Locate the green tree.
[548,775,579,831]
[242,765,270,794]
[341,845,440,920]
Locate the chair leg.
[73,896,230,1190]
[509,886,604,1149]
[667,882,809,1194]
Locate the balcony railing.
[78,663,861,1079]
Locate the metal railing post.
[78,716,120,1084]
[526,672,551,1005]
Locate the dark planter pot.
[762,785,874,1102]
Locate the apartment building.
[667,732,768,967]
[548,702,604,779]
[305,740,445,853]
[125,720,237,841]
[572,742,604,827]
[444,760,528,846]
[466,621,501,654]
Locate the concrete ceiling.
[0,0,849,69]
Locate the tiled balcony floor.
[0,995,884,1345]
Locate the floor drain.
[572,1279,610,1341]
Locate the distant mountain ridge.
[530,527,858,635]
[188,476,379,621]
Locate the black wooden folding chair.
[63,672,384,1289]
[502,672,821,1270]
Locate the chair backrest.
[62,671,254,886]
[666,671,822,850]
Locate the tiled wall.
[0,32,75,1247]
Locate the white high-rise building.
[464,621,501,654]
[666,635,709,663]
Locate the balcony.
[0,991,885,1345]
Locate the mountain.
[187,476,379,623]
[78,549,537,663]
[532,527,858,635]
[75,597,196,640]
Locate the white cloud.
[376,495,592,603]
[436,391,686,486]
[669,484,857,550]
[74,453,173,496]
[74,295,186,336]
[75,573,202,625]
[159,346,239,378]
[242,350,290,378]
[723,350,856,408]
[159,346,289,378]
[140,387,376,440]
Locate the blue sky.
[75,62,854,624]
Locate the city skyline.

TASK PROMPT:
Reproduce all of the material above, replacing every instance of "chair" with "seat" and leaving everything else unchanged.

FULL SOLUTION:
Locate the green tree.
[548,775,579,831]
[242,765,270,794]
[341,845,440,920]
Locate the seat leg.
[73,896,230,1190]
[509,886,604,1149]
[667,882,809,1194]
Locate the balcony railing.
[78,663,861,1079]
Locate the metal railing post.
[78,716,120,1084]
[526,672,551,1005]
Locate the dark planter pot.
[762,785,874,1102]
Locate the apartment building.
[667,732,768,967]
[548,702,604,779]
[305,740,445,853]
[125,720,237,841]
[572,742,604,827]
[444,760,528,846]
[466,621,501,654]
Locate the concrete ceiling.
[0,0,849,69]
Locate the tiled balcony floor.
[0,995,884,1345]
Locate the floor drain.
[572,1279,610,1341]
Locate the distant mountain ridge.
[530,527,858,635]
[188,476,379,621]
Locate the black wooden folding seat.
[63,672,384,1289]
[502,672,821,1270]
Locate the seat backrest.
[62,671,254,886]
[666,671,822,850]
Locate the tiled wall.
[0,32,75,1247]
Locate the white high-rise building.
[464,621,501,654]
[666,635,709,663]
Locate the balcony.
[0,991,885,1345]
Locate the mountain.
[187,476,379,623]
[78,549,537,663]
[532,527,858,635]
[75,597,196,640]
Locate the white cloud.
[376,495,592,603]
[436,391,686,486]
[669,484,857,550]
[74,453,173,496]
[74,295,186,336]
[75,573,202,625]
[159,346,239,378]
[242,350,290,378]
[723,350,856,408]
[159,346,289,378]
[140,387,376,440]
Locate the blue sky.
[75,62,854,624]
Locate the city skyline.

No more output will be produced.